→ ASSIGNMENT:
Please copy out a passage of the George O'Hehir article word for word, starting at the words "Personal information" and ending after the words "end of 1921.".

→ EXTRACTED TEXT:

Personal information
- Full name: George Stanley O'Hehir
- Date of birth: 20 August 1891
- Place of birth: Bullarto, Victoria
- Date of death: 29 January 1956 (aged 64)
- Place of death: Ballarat, Victoria

Playing career^{1}
- Years: Club / Games (Goals)
- 1921: Richmond / 1 (0)
- ^{1} Playing statistics correct to the end of 1921.

= George O'Hehir =

Australian rules footballer

George Stanley O'Hehir (20 August 1891 – 29 January 1956) was an Australian rules footballer who played with Richmond in the Victorian Football League (VFL).

==Early life==
The son of Michael O’Hehir (1856–1922) and Mary Wheelan (1859–1925), George Stanley O'Hehir was born at Bullarto on 20 August 1891.

==Football career==
O'Hehir commenced playing at Bullarto, winning a premiership in 1915. He was a noted sportsman in the district, also competing in boxing, shooting and woodchopping.

In 1918, George and his brother Michael moved to Koo Wee Rup, and played football for the local team. George O'Hehir's prominent performances for Koo Wee Rup led to St. Kilda seeking to secure his services in late 1920, but they were unable to locate him. In June 1921 Richmond secured a permit for O'Hehir and after training once he played a single game for them, playing well enough to earn some praise from the highly critical scribe attached to the local Richmond paper. He did not play another game for Richmond and returned to the Koo Wee Rup area, later playing with Bayles.

==Life after football==
In 1926, O'Hehir married Mary Ellen Dineen and they returned to Bullarto, with George working as a farmer. In 1933 he established a sawmill at Blakeville. He subsequently also established a sawmill at Crystal Creek (near Alexandra).

George O'Hehir and his wife moved to Ballarat in their later years, and O'Hehir died in a private hospital there on 29 January 1956.

→ STUDY MATERIAL:

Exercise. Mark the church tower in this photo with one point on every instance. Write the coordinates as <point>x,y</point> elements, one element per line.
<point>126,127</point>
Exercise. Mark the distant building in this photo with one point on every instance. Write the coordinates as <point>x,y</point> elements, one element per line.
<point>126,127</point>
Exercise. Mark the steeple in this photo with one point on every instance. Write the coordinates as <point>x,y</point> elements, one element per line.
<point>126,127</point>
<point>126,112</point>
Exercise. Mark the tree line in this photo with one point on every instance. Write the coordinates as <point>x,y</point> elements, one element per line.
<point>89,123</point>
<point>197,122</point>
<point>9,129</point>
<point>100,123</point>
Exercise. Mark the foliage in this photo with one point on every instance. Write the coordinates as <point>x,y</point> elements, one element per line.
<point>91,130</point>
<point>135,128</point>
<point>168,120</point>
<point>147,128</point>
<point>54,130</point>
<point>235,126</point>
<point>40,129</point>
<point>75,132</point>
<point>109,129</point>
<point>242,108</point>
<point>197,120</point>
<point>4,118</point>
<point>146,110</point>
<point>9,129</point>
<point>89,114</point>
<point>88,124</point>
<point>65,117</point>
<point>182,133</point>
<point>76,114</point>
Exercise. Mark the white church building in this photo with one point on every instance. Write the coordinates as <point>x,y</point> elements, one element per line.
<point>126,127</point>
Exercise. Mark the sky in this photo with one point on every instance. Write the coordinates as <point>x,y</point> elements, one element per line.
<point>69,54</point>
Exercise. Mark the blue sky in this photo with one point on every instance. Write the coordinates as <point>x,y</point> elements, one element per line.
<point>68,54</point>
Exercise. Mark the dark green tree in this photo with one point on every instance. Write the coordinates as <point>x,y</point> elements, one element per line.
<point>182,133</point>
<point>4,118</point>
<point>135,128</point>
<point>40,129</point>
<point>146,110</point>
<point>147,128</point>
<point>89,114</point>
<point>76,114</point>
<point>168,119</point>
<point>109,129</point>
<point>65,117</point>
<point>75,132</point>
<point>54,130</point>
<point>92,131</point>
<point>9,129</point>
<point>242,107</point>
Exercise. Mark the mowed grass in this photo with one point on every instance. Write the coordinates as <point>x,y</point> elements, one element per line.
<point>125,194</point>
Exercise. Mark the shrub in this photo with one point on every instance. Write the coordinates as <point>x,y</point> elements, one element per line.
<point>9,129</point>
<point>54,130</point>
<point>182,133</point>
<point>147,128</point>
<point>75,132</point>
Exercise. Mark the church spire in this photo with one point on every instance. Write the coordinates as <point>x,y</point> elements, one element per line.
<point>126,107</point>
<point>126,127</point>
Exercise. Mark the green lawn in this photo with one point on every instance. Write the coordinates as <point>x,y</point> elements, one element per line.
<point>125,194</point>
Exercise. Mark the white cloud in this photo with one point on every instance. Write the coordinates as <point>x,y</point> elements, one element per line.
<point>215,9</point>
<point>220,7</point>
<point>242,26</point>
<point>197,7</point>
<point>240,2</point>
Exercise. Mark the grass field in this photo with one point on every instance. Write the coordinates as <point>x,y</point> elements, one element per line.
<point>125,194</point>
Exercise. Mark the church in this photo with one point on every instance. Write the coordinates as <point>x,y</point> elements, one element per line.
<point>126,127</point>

→ RESPONSE FOR THIS EXERCISE:
Personal information
- Full name: George Stanley O'Hehir
- Date of birth: 20 August 1891
- Place of birth: Bullarto, Victoria
- Date of death: 29 January 1956 (aged 64)
- Place of death: Ballarat, Victoria

Playing career^{1}
- Years: Club / Games (Goals)
- 1921: Richmond / 1 (0)
- ^{1} Playing statistics correct to the end of 1921.